[TEXT BLOCK start]

She needed a job but hadn’t worked in nearly a decade. She was alone but hadn’t dated since her teens. She joined bereavement groups, but all they did was leave her feeling stagnant.
And then she joined Daytona State College’s Fresh Start Program.
“I mostly took (the course) to beef up my resume — because I do need to go back to work — and also as an excuse to get out of the house,” she said. “But I just got so much out of (it). … It takes you a step out of your grief and into the light, I guess you can say. It showed that there was something still out there for each and every one of us.”
After being suspended in Palm Coast following 2009 state budget cuts, the Fresh Start Program for displaced homemakers got a second wind at the end of last year. The most recent session started Monday, April 23.
“The program is for women who are separated, divorced or widowed and now they’re on their own and have to figure out how to support themselves,” said Marydale Parmerter, Fresh Start recruiter and vocational specialist who runs Palm Coast’s Center for Women and Men.
Fresh Start is also for women who have never been married but have dependents. The three-week course is free and open to women 35 years or older who need help getting back into school or work.
Parmerter refers to this group as “women in transition.”
“All of a sudden, (these women) are thrust into the workforce and they’re lost,” she said. “They don’t have job experience, a resume — anything — and this program gets them all in order.”
And Parmerter should know. A former Fresh Start student, she graduated from the course last May, in Daytona Beach. Then, when the Palm Coast campus was looking to relaunch Fresh Start, she applied for a job.
Now she is a specialist.
“I’m a perfect example: I took the Fresh Start Program and I hadn’t worked for about nine years,” Parmerter said. “After applying to many, many places, I got the job at the college. And I would have never gotten that job — or any job — if I hadn’t taken Fresh Start.”
Nine years ago, she did some telemarketing, customer service and was a welfare case manager.
Eight years ago, Cordero was an adviser for a publishing company. Since graduating Fresh Start in February, however, she still hasn’t been able to find work. But she’s OK with that, because now, she says, at least she has her confidence.
“I will be definitely going back to work,” she said. She has even started dating again — something she thought was “not a possibility before the program.”
Theresa Garro, another Fresh Start graduate, also lauds the program’s transformative power.
“It was the best thing I’ve ever done in my whole entire life,” she said. “It completely changed my whole perspective … I realized, first of all, that I wasn’t alone. … And it helped lead me in the direction I needed to go in my life.”
Garro, a single mother of six who hadn’t worked in five years, discovered through Fresh Start that she wanted to be a nurse. Now, she’s taking courses for her associate’s degree and pulling all A’s. She also says her former group mates have become her new closest friends.
“I’m going to work my way, no matter how long it takes,” she said. “It’s going to be worth it, because I’ll know I’ll be able to take care of my family.”
Teaching basic job skills — resume-writing, portfolio-creation and professional dress — Fresh Start is part of Daytona State’s Center for Women and Men. Although it does not include job placement, it offers the support of career-transition specialists and counselors to help students apply for scholarships and enroll in college courses.

[TEXT BLOCK end]

▸ **PROMPT**
Revise the stretch of the Fresh Start article from "Parmerter refers to" through "applied for a job.", putting "women starting over" in place of "women in transition".

[DATA EXTRACT start]

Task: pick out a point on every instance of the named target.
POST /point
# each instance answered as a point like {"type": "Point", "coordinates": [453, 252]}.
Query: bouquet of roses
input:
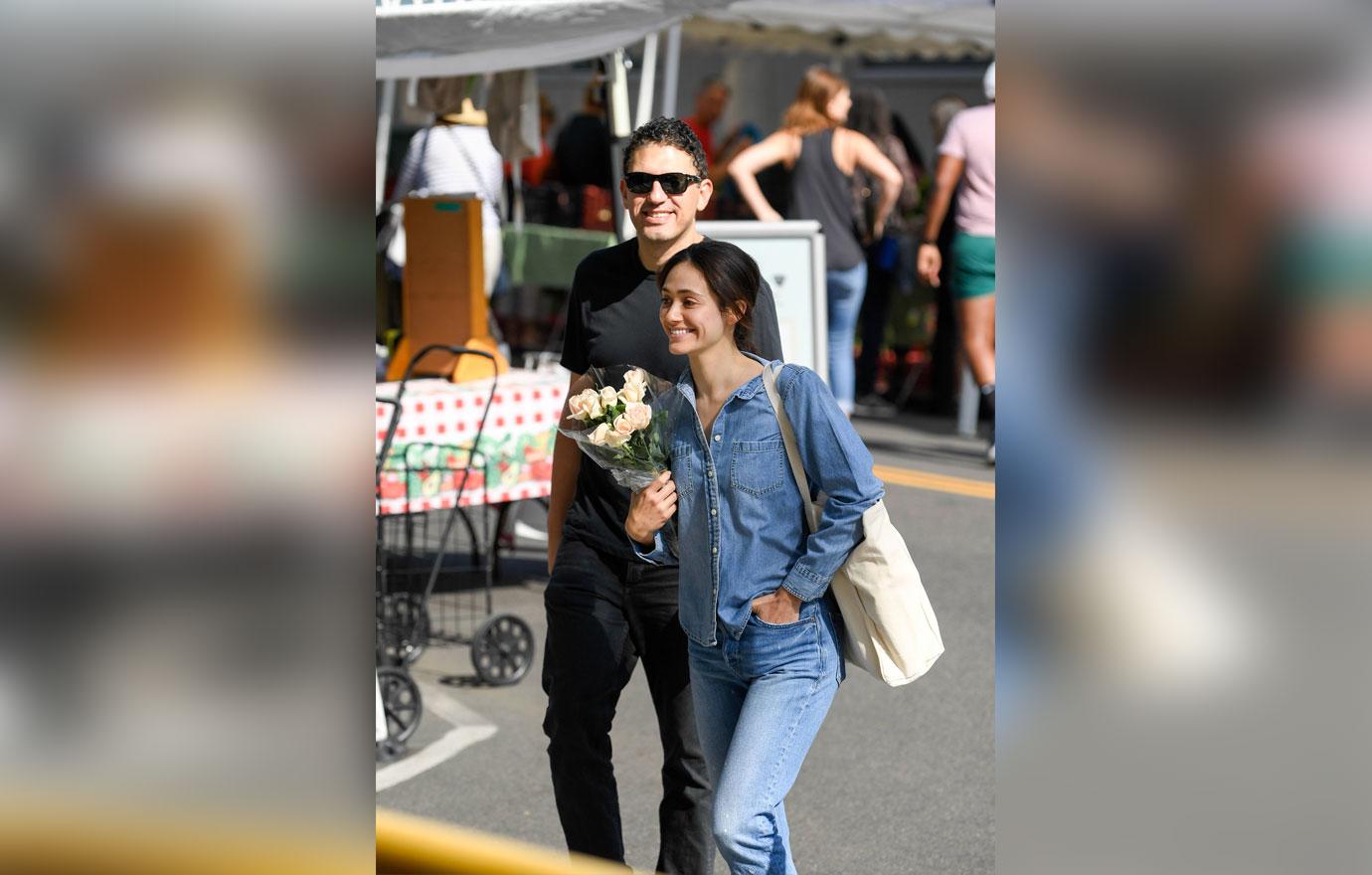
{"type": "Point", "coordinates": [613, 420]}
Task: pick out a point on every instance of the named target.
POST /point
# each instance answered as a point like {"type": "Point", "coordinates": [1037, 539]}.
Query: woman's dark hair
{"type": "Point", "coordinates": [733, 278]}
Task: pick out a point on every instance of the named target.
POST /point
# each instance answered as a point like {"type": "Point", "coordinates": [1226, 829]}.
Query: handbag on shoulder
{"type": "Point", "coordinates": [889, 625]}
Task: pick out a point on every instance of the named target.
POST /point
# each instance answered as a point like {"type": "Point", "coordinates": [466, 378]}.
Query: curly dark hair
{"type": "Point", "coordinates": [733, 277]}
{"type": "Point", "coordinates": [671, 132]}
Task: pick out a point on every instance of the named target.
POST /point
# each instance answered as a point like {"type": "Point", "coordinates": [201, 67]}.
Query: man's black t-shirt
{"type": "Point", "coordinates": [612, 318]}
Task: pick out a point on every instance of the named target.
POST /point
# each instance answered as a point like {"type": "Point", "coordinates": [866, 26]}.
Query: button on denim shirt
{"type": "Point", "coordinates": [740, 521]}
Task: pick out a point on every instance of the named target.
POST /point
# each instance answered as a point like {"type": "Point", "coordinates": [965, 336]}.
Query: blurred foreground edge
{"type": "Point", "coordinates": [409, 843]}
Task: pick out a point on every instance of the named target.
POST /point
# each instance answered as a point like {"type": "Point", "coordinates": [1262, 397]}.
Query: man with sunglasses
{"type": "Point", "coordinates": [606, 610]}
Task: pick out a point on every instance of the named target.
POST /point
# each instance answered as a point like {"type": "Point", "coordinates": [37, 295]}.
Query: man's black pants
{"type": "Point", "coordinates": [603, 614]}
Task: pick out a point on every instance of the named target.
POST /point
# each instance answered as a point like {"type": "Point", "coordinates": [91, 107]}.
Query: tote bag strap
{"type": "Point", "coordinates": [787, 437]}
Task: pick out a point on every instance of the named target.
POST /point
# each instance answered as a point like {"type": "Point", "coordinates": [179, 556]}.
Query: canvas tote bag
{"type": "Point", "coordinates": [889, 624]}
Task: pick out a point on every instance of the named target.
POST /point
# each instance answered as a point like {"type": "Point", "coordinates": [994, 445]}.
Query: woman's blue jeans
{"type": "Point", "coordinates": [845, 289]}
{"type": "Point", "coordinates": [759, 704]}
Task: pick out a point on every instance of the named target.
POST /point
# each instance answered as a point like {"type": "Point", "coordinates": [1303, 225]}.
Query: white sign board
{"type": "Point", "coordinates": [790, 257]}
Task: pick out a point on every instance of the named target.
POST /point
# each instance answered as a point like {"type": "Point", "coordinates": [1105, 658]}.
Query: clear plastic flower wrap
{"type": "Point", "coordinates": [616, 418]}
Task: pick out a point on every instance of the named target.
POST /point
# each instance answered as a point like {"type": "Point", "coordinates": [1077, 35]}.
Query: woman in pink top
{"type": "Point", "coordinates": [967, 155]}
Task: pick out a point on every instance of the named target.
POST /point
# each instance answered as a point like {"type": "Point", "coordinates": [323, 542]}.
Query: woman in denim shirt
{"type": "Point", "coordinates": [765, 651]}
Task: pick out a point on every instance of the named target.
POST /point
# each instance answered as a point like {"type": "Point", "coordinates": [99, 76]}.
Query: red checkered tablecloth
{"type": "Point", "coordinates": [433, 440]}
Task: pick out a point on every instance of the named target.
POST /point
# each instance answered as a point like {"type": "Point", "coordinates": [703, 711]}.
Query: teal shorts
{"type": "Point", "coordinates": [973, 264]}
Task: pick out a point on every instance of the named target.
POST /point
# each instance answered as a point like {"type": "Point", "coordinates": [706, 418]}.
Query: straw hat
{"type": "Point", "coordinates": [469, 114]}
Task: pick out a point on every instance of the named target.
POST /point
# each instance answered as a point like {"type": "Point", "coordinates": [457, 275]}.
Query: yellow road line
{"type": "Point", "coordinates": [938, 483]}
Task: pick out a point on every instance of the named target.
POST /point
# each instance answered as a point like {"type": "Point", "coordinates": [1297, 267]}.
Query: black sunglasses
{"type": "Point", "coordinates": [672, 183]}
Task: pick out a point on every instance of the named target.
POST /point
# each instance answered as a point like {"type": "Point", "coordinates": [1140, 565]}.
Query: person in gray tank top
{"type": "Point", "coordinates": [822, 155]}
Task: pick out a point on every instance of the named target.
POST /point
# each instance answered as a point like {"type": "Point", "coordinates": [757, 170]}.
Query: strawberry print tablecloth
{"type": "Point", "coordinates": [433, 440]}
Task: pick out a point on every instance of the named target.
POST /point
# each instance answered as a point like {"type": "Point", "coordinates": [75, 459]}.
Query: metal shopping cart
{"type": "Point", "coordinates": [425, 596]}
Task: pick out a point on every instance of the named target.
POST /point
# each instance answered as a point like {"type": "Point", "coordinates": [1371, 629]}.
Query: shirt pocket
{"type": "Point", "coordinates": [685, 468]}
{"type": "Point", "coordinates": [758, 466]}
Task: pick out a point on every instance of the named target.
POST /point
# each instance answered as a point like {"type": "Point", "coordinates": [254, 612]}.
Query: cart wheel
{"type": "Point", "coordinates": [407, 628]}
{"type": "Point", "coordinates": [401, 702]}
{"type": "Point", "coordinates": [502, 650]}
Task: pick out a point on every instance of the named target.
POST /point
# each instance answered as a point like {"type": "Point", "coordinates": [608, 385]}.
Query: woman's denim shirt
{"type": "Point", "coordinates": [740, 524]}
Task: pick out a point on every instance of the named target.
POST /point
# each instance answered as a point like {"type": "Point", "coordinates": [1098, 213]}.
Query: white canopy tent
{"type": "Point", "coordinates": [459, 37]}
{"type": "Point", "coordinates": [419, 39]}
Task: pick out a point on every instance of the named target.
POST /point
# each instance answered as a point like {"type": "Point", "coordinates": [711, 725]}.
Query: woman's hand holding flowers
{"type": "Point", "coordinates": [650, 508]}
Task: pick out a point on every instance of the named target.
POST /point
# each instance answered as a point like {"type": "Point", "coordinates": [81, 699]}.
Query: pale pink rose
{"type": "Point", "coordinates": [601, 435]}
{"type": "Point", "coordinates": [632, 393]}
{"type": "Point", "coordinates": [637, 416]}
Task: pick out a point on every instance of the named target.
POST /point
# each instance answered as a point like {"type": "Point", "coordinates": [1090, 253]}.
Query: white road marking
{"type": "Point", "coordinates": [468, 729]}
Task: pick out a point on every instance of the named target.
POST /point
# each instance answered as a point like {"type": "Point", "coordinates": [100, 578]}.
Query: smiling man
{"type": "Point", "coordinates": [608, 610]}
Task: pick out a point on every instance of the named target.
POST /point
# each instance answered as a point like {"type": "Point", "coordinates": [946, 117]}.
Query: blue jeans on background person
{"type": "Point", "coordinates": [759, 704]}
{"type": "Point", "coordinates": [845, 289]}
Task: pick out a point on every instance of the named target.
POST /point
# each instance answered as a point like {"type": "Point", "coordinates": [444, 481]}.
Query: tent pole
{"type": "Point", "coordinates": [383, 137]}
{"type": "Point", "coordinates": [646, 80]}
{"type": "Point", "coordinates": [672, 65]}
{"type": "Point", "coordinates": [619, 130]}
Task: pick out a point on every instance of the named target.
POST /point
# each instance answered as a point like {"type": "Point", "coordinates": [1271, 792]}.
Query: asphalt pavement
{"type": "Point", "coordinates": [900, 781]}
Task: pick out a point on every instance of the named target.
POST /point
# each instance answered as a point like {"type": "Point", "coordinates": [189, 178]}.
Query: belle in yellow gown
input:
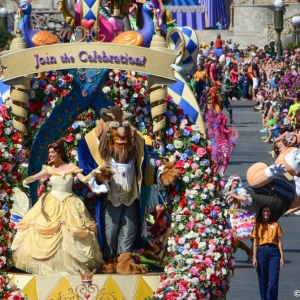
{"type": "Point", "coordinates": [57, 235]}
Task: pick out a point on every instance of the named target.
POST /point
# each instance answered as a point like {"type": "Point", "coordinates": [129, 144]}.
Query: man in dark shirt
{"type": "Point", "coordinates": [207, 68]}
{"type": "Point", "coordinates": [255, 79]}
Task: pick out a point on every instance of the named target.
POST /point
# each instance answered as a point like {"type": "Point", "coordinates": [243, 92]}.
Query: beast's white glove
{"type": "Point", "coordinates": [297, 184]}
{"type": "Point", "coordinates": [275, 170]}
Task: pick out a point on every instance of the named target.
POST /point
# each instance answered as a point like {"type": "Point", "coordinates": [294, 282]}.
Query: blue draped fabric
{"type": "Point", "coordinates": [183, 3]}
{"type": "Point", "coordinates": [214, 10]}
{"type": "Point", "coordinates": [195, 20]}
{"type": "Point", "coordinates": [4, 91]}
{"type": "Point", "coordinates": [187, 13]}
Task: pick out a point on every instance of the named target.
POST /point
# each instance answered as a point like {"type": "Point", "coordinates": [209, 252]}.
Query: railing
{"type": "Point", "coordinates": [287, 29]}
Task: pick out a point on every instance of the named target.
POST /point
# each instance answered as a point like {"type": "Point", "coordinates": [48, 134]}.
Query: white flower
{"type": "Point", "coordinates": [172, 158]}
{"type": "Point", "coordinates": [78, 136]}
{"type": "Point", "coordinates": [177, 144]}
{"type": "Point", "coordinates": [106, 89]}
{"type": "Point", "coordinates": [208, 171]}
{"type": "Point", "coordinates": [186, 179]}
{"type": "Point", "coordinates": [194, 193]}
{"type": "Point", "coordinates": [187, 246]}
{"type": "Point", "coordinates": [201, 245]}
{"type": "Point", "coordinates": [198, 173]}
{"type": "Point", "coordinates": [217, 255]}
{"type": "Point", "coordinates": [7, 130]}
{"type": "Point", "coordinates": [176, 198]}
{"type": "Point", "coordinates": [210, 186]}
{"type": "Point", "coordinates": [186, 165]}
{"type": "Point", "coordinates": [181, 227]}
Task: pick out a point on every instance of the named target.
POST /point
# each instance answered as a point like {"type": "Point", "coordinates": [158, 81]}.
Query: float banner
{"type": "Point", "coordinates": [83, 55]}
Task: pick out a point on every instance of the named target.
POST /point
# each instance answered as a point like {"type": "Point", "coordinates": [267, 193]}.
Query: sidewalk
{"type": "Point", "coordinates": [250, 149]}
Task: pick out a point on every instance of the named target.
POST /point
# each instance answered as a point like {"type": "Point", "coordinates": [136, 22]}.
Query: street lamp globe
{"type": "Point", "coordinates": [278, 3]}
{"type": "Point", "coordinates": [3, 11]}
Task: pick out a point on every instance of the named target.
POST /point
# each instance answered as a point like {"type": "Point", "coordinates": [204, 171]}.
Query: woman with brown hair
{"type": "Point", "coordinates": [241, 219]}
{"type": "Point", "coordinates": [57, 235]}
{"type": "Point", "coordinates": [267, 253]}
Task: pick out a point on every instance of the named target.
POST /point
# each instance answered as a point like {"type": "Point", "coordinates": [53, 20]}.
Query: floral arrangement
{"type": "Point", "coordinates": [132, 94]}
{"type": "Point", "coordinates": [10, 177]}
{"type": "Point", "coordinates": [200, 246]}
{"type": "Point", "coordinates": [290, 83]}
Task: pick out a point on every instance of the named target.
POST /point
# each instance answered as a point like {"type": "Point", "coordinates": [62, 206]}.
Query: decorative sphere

[DATA EXTRACT end]

▸ **FINAL RESULT**
Parmerter refers to this group as “women starting over.”
“All of a sudden, (these women) are thrust into the workforce and they’re lost,” she said. “They don’t have job experience, a resume — anything — and this program gets them all in order.”
And Parmerter should know. A former Fresh Start student, she graduated from the course last May, in Daytona Beach. Then, when the Palm Coast campus was looking to relaunch Fresh Start, she applied for a job.